Written task 1:
Using the lecture excerpt on the future of news, answer these:
(a) For how long had the speaker been making news at papers and television in the UK before leaving the Channel 4 Newsroom at ITN?
(b) What was the title of the speaker's book published in 2008?
(c) Who wrote the 2011 essay Confidence Game, the Limited Vision of the Future of News Gurus?
Written task 2:
In the lecture excerpt on the future of news, repeat word for word the stretch from "The answer –" through "agenda for that.".

Document segment:
# # # # # # #

The answer – SPOILER ALERT! – is in the title of this lecture: the ‘future of news’ as a particular conceptualisation of the impact of new technologies on journalism that has dominated thinking in this area for at least a decade is now passed. But I will also argue that journalism has moved into a networked, hybrid, digitalised set of structures and that means that we have to ask again, what is the future of news? I am going to try to set out some kind of agenda for that.

CB press card

This is an attempt to update my ideas on journalism first set out at the beginning of my time at LSE. It is nearly ten years since I left the Channel 4 Newsroom at ITN after more than two decades making news at papers and television in the UK. In that decade at LSE I have had a front row seat to watch as journalism around the world has undergone a period of massive and radical transformation.

When I first set up the LSE’s journalism think-tank Polis I commissioned a series of ‘Future of News’ round-tables with journalists from all sectors to talk about how new technology plus social, economic and political forces were changing their craft and their business. In those days ‘Future of News’ was still a novel title and these seminars formed the basis of my book published in 2008, called SuperMedia, which attempted to chart those shifts and to outline the idea of a more participatory, interactive, disaggregated news process that I called Networked Journalism. It was inspired in part by the thinking of people like Dan Gillmor, Jeff Jarvis, Yochai Benkler, Jay Rosen, and Clay Shirky and backed up by academic work of researchers and theorists such as Manuel Castells and Mark Deuze. This group was highly influential in journalism studies but also in news media organisations but it has been criticised for their techno-centrism and general over-optimism about the democratic and editorial potential of new gadgets and networks and their assumption that information liberated by digital and online would automatically have positive ‘disruptive’ effects. We’ve now seen how the wisdom of crowds has become the the angry twitter mob, the Arab Spring turned into a rather cold Russian winter, the promise of globalised cosmopolitanism has become the Mail Online’s ‘Sidebar of Shame’. Perhaps the most pithy of the critiques was made by Dean Starkman in his 2011 essay Confidence Game, the Limited Vision of the Future of News Gurus. Those critics might well point to the Guardian newspaper, long a pioneer of innovative, open, free online networked journalism which recently announced huge job cuts in the wake of record and potentially fatal losses.

# # # # # # #

Supplied information:
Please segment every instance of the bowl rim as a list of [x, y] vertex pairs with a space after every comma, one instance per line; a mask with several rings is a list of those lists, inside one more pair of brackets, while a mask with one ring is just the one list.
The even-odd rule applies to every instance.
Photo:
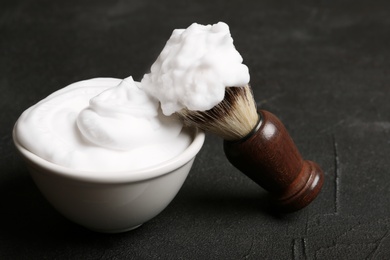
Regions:
[[[36, 154], [30, 152], [25, 147], [23, 147], [17, 140], [15, 134], [16, 124], [12, 131], [12, 138], [15, 147], [18, 152], [24, 157], [26, 163], [34, 168], [43, 168], [46, 171], [40, 171], [43, 174], [55, 174], [56, 176], [63, 177], [65, 179], [78, 180], [83, 182], [90, 183], [126, 183], [126, 182], [139, 182], [145, 181], [148, 179], [156, 178], [168, 174], [188, 163], [191, 159], [195, 158], [200, 149], [203, 146], [205, 140], [204, 131], [191, 127], [189, 128], [192, 135], [191, 144], [178, 156], [165, 161], [163, 163], [131, 171], [131, 174], [128, 171], [113, 171], [107, 172], [107, 174], [93, 175], [93, 171], [87, 170], [77, 170], [61, 166], [50, 161], [47, 161]], [[50, 173], [49, 173], [50, 172]]]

# # # # # # #

Exercise solution 1:
(a) More than two decades.
(b) SuperMedia.
(c) Dean Starkman.

Exercise solution 2:
The answer – SPOILER ALERT! – is in the title of this lecture: the ‘future of news’ as a particular conceptualisation of the impact of new technologies on journalism that has dominated thinking in this area for at least a decade is now passed. But I will also argue that journalism has moved into a networked, hybrid, digitalised set of structures and that means that we have to ask again, what is the future of news? I am going to try to set out some kind of agenda for that.